**Tasks for this exercise:**
1/ Reproduce the part of the post on Johnstone's fibration proposition between "This is a sort" and "in this generality?", inclusive.
2/ In the post on Johnstone's fibration proposition, what reference number does the French paper by Benabou have in Johnstone?

**Source document:**
(I asked the same question here and got some helpful comments, but thought I'd re-ask in case I get a more direct response.)
This is a sort of reference request. Proposition B1.3.17 in Johnstone's Elephant reads:
Proposition 1.3.17 Let $\mathcal{S}$ and $\mathcal{T}$ be categories with pullbacks, $F \colon \mathcal{S} \rightarrow \mathcal{T}$ a functor having a right adjoint $R$, and $\Pi \colon \mathcal{C} \rightarrow \mathcal{T}$ a fibration. Then $F^* \Pi \colon F^* \mathcal{C} \rightarrow \mathcal{S}$ satisfies any comprehension scheme satisfied by $\Pi$.
I find the proof Johnstone offers very confusing (partly because it's very elliptical.) Does anyone know where this was originally proved? I haven't found the result in Benabou's writing (unless it's in the paper in French, referenced as [101] in Johnstone, which I cannot read) nor anywhere else. Is there another version of this proof in print? Or was Johnstone the first to prove this result in this generality?

**Input data:**

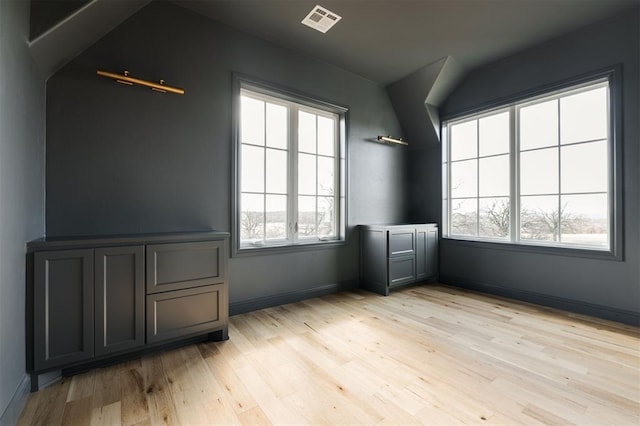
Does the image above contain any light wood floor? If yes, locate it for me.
[20,286,640,425]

**Per-task answers:**
1/
This is a sort of reference request. Proposition B1.3.17 in Johnstone's Elephant reads:
Proposition 1.3.17 Let $\mathcal{S}$ and $\mathcal{T}$ be categories with pullbacks, $F \colon \mathcal{S} \rightarrow \mathcal{T}$ a functor having a right adjoint $R$, and $\Pi \colon \mathcal{C} \rightarrow \mathcal{T}$ a fibration. Then $F^* \Pi \colon F^* \mathcal{C} \rightarrow \mathcal{S}$ satisfies any comprehension scheme satisfied by $\Pi$.
I find the proof Johnstone offers very confusing (partly because it's very elliptical.) Does anyone know where this was originally proved? I haven't found the result in Benabou's writing (unless it's in the paper in French, referenced as [101] in Johnstone, which I cannot read) nor anywhere else. Is there another version of this proof in print? Or was Johnstone the first to prove this result in this generality?

2/ It is referenced as [101].